**YOUR TASK**
Could you rewrite the entries below with each "annotated" changed to "marked", keeping everything else the same and omitting the pictures?

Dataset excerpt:
○ ○ ○ ○

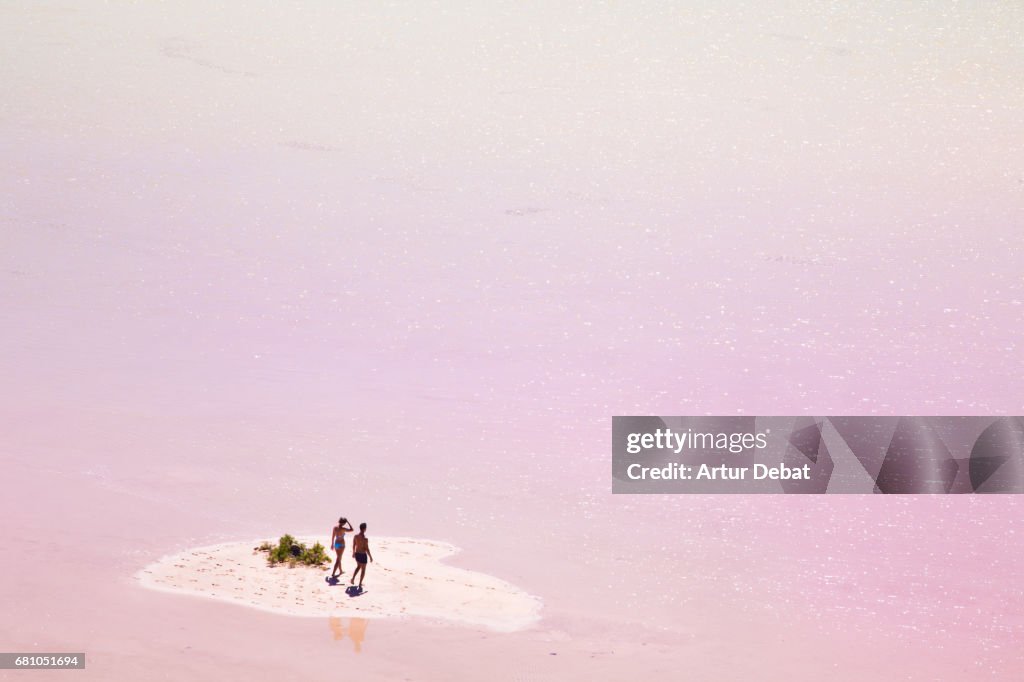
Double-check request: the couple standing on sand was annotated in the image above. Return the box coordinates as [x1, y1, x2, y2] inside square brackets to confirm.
[331, 516, 374, 588]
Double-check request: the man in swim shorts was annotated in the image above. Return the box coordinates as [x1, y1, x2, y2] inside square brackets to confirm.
[348, 523, 374, 589]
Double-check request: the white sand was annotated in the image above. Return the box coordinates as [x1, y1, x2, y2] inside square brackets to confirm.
[135, 537, 541, 632]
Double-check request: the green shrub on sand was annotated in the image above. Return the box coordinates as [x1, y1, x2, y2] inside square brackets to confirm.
[256, 534, 331, 567]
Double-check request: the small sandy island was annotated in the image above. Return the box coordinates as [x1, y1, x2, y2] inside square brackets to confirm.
[135, 536, 541, 632]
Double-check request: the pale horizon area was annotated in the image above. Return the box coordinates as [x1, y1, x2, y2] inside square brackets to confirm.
[0, 0, 1024, 682]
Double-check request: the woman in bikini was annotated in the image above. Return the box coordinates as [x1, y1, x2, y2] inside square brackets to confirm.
[331, 516, 353, 578]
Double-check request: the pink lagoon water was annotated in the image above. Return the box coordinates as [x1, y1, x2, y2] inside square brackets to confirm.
[0, 1, 1024, 682]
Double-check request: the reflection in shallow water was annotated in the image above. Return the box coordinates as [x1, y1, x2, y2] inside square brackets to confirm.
[331, 616, 367, 653]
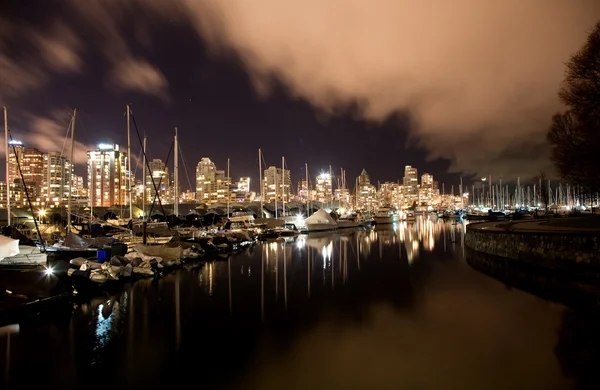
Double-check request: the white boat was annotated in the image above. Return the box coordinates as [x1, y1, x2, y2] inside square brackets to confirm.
[0, 235, 47, 265]
[304, 209, 338, 232]
[373, 207, 398, 225]
[336, 215, 361, 229]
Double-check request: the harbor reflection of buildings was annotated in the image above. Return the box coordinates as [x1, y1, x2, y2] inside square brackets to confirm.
[58, 218, 464, 370]
[364, 217, 465, 264]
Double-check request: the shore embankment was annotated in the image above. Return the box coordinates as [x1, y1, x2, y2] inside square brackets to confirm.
[465, 217, 600, 280]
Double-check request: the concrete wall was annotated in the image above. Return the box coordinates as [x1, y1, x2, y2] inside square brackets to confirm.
[465, 224, 600, 275]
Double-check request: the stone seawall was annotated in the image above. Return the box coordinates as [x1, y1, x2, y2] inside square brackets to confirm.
[465, 224, 600, 277]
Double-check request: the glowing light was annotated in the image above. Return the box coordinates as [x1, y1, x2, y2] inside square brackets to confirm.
[98, 144, 113, 150]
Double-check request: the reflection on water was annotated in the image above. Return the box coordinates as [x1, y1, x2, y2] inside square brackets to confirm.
[0, 219, 598, 389]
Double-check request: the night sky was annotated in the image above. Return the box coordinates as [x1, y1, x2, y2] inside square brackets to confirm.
[0, 0, 600, 189]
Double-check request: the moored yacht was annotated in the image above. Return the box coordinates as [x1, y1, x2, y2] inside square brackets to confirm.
[336, 215, 360, 229]
[373, 207, 398, 225]
[304, 209, 338, 232]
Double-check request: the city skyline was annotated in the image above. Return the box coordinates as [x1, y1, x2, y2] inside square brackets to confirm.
[0, 0, 598, 190]
[0, 131, 460, 197]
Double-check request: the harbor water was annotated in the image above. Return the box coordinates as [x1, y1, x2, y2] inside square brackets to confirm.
[0, 219, 600, 390]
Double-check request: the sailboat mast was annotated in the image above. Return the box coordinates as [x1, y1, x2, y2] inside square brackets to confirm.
[4, 106, 9, 226]
[304, 163, 310, 217]
[127, 104, 133, 225]
[142, 135, 147, 220]
[67, 109, 77, 232]
[173, 127, 178, 217]
[281, 157, 285, 217]
[273, 167, 277, 219]
[226, 159, 231, 218]
[258, 149, 264, 218]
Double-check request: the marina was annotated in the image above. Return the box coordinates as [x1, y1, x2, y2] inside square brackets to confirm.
[0, 221, 598, 389]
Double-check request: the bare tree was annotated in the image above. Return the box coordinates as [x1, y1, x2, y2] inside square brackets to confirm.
[539, 171, 550, 216]
[547, 22, 600, 195]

○ ○ ○ ○

**EXERCISE SOLUTION**
Double-check request: the couple standing on sand was marked in the image above. Return the box coordinates as [x1, y1, x2, y2] inside square brackets to confirm.
[331, 516, 374, 588]
Double-check request: the man in swim shorts was marked in the image above. Return the box coordinates as [x1, y1, x2, y2] inside square brackets to confirm.
[348, 523, 374, 589]
Double-check request: the white sand was marked in the image above. Return the box coordinates as [x1, y1, x2, y2] inside square brackets to confirm.
[135, 537, 541, 632]
Double-check request: the green shrub on sand was marked in the image above. Return the box coordinates as [x1, y1, x2, y2] inside square brackets to confirm.
[256, 534, 331, 567]
Double-check request: the small sandy island was marked in the image above. Return the box coordinates as [x1, y1, x2, y2] inside square brackets to confirm.
[135, 536, 541, 632]
Double-check request: the pale horizon area was marked in the image above. Return the box coordinates as [x1, y1, x2, y2] inside square brackets to confirm.
[0, 0, 1024, 682]
Double-check request: the woman in bikini was marked in the image above. Return the box coordinates as [x1, y1, x2, y2] inside square brackets to confirm.
[331, 516, 353, 578]
Double-check request: the pink lagoon water was marked in the image above. Return the box coordinates as [x1, y1, x2, y2] inside square brackets to confirm.
[0, 1, 1024, 682]
Double-check request: the reflection in shallow water was marked in the image above. Return the box coordinates as [x1, y1, x2, y2] inside square brackets to confirm.
[331, 616, 367, 653]
Double-check request: the white boat was marked in the image above. Return the box coordinates as [x1, y1, x2, y2] inside square brackets to confirm.
[0, 235, 47, 265]
[304, 209, 338, 232]
[373, 207, 398, 225]
[336, 215, 361, 229]
Double-check request: the harbor reflection of buildings was marked in the image above. Return the box coordinates as [x1, y1, x2, y2] inside square brackets to confirm.
[58, 218, 464, 370]
[364, 217, 465, 264]
Double-check request: the shore embankment was marked in the image above. Return the box coordinates as [x1, y1, x2, y2] inside square brackets to confirm.
[465, 217, 600, 280]
Double-check request: the concrete wall was marked in the image above. Return the box coordinates as [x1, y1, x2, y2] inside square brackets to confirm.
[465, 224, 600, 275]
Double-check request: the stone seawall was marked in the image above. Return the box coordinates as [x1, y1, x2, y2] inside square brackets to confirm.
[465, 224, 600, 277]
Double-check request: the glowing light was marked in the image above. Return the box coordinates as [x1, y1, x2, y2] inside square brackets to confirm.
[98, 144, 113, 150]
Double-check request: the reflection on water was marked in the image above. Return the box coordinates as [x1, y1, x2, y2] inside square brackets to confirm.
[0, 219, 598, 389]
Double-check request: the night sky was marked in the image above. Return the box coordinates as [x1, y1, x2, y2] inside square brackets to confirm.
[0, 0, 600, 189]
Double-check request: the moored yacht was marked in the image above. Return the box coordinates as [x1, y1, x2, y2] inside square brackets to confirm.
[336, 215, 360, 229]
[373, 207, 398, 225]
[304, 209, 338, 232]
Double-check request: the city skyline was marked in the image above. Return the box coordinates as [x1, y1, x2, y2] inside square brackets to confirm.
[0, 0, 598, 190]
[0, 131, 460, 197]
Double-check request: the harbor water was marked in the image above. Return the box coordinates as [x1, y1, x2, y2] inside square brackets to confirm.
[0, 219, 600, 390]
Double-check request: the sailboat mast was marked in the image above. Return the box coordinates as [x1, y1, x2, y2] inside square brackets to confirm.
[4, 106, 9, 226]
[304, 163, 310, 217]
[127, 104, 133, 225]
[142, 135, 147, 220]
[67, 109, 77, 232]
[173, 127, 178, 217]
[281, 157, 285, 217]
[273, 167, 277, 219]
[226, 159, 231, 218]
[258, 149, 264, 218]
Double-check request: the marina was marked in the image above. Return the box coordinates as [x1, y1, x2, y2] inside square brackets to confirm.
[0, 221, 598, 389]
Double-check request: the bare tree was marked in the image above. Return the box coordinates as [x1, y1, x2, y2] inside square brackets to confirm.
[539, 171, 550, 216]
[547, 22, 600, 195]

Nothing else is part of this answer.